─── Kutipan Sumber

Suara.com - Fenomena sound horeg belakangan menjadi sorotan lantaran memicu pro dan kontra, apalagi setelah keluar fatwa haram terhadapnya.
Tak hanya menggetarkan bangunan rumah, suara dari sound horeg dinilai terlalu keras dan membahayakan bagi kesehatan.
Volume sound horeg dinilai mengganggu masyarakat karena tingkat kebisingan yang dihasilkan dari sound horeg disebut bisa mencapai lebih dari 135 desibel (dB).
Dikutip dari artikel US National Library of Medicine, sistem pendengaran yang muda dan sehat dapat mendeteksi nada-nada tenang dengan frekuensi berkisar antara 20 hingga 20.000 Hz.
Cara membedakan bunyi yang dapat didengar oleh manusia lainnya adalah berdasarkan tingkat kebisingan yang diukur dengan desibel (dB).
Semakin tinggi kebisingan suara, semakin tinggi ukuran desibel, semakin bisa pula kemungkinan suara tersebut bisa merusak telinga.
Melansir laman Hellosehat, para ahli menyebutkan bahwa paparan suara lebih dari 85 dB secara terus-menerus dapat merusak telinga.
Tidak semua suara bisa didengarkan oleh telinga manusia? Ya, bunyi yang dapat didengar manusia adalah terbatas.
Suara dengan frekuensi yang terlalu keras atau kebisingan dapat merusak telinga dan dapat menyebabkan gangguan pendengaran.
Baca Juga: Mengenal Faskho Sengox, 'Mbah Buyut' Sound Horeg yang Melegenda Jauh Sebelum Edi Sound Viral
Apa bahaya suara keras terhadap telinga?

──────

Menurut kutipan sumber tentang sound horeg, paparan suara secara terus-menerus di atas berapa desibel yang disebut para ahli dapat merusak telinga?

─── Entri Tersedia

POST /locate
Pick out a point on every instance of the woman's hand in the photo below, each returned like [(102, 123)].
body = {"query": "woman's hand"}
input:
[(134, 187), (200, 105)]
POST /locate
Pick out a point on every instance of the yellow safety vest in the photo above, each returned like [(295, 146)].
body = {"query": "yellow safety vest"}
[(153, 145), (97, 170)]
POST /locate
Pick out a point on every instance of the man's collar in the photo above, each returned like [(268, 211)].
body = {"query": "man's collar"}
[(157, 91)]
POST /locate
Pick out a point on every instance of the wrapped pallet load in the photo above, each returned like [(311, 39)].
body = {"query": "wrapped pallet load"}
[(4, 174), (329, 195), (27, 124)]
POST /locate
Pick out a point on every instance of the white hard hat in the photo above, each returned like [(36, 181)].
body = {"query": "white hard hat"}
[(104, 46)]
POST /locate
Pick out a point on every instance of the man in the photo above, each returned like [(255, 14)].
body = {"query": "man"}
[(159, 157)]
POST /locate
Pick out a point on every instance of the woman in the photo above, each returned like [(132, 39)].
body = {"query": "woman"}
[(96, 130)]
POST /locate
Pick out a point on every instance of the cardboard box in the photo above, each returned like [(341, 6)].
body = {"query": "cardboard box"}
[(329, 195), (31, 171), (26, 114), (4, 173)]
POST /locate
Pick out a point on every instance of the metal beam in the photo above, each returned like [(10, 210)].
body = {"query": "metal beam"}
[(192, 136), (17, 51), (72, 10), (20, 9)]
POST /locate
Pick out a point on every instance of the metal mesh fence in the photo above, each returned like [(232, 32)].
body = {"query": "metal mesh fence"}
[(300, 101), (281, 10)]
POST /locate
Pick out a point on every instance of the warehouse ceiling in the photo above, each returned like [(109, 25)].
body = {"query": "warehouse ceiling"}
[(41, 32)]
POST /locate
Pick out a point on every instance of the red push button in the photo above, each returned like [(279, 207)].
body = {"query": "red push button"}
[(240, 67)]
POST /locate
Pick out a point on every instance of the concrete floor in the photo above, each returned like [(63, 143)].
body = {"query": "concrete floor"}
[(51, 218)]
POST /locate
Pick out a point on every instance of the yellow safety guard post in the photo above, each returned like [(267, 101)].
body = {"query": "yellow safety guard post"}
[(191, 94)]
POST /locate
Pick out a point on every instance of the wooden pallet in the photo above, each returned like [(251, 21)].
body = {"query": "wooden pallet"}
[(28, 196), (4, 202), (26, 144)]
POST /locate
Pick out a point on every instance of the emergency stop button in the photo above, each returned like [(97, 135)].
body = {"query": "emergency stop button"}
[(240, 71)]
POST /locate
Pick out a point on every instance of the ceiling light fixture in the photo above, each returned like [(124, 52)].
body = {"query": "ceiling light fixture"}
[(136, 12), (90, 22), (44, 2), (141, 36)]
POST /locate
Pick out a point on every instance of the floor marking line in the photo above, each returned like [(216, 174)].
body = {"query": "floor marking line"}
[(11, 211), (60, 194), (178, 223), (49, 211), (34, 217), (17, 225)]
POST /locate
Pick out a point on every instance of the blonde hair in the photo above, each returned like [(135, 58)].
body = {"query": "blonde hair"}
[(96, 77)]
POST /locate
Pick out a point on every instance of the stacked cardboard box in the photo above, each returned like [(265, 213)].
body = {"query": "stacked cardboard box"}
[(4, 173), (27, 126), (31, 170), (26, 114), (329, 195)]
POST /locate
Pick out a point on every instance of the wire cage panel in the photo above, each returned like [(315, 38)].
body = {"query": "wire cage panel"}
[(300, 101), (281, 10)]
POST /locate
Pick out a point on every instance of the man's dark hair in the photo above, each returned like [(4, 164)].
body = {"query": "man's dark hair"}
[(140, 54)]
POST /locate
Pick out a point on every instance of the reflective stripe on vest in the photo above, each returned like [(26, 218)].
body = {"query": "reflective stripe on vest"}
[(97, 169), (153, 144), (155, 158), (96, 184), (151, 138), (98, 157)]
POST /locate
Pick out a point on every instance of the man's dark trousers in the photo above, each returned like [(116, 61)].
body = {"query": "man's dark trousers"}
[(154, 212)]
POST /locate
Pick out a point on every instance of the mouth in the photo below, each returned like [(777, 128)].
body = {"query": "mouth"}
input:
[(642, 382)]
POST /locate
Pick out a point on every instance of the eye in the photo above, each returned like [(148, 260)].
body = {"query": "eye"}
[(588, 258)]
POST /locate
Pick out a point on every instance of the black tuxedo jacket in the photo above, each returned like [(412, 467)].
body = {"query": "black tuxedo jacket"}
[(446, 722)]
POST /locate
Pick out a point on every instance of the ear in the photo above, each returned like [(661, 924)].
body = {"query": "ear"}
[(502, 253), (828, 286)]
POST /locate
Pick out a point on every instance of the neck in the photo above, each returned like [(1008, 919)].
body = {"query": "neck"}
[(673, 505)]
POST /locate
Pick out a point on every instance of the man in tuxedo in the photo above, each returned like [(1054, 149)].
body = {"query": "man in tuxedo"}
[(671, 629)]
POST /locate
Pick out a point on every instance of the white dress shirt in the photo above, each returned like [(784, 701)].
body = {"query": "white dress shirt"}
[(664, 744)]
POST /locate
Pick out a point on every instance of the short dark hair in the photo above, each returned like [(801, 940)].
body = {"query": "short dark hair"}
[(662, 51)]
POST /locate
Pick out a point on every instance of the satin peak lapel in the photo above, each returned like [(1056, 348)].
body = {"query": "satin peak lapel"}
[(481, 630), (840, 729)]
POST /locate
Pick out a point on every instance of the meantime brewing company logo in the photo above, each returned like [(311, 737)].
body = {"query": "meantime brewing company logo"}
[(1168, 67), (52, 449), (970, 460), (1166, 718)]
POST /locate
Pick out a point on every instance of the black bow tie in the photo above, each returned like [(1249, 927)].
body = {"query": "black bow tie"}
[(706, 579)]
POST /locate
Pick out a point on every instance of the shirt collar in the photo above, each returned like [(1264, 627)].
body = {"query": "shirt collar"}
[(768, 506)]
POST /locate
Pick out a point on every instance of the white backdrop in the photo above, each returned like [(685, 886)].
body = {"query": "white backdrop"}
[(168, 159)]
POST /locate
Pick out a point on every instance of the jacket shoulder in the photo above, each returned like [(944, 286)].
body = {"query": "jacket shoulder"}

──────

Bagian Jawaban | Paparan suara lebih dari 85 dB secara terus-menerus dapat merusak telinga.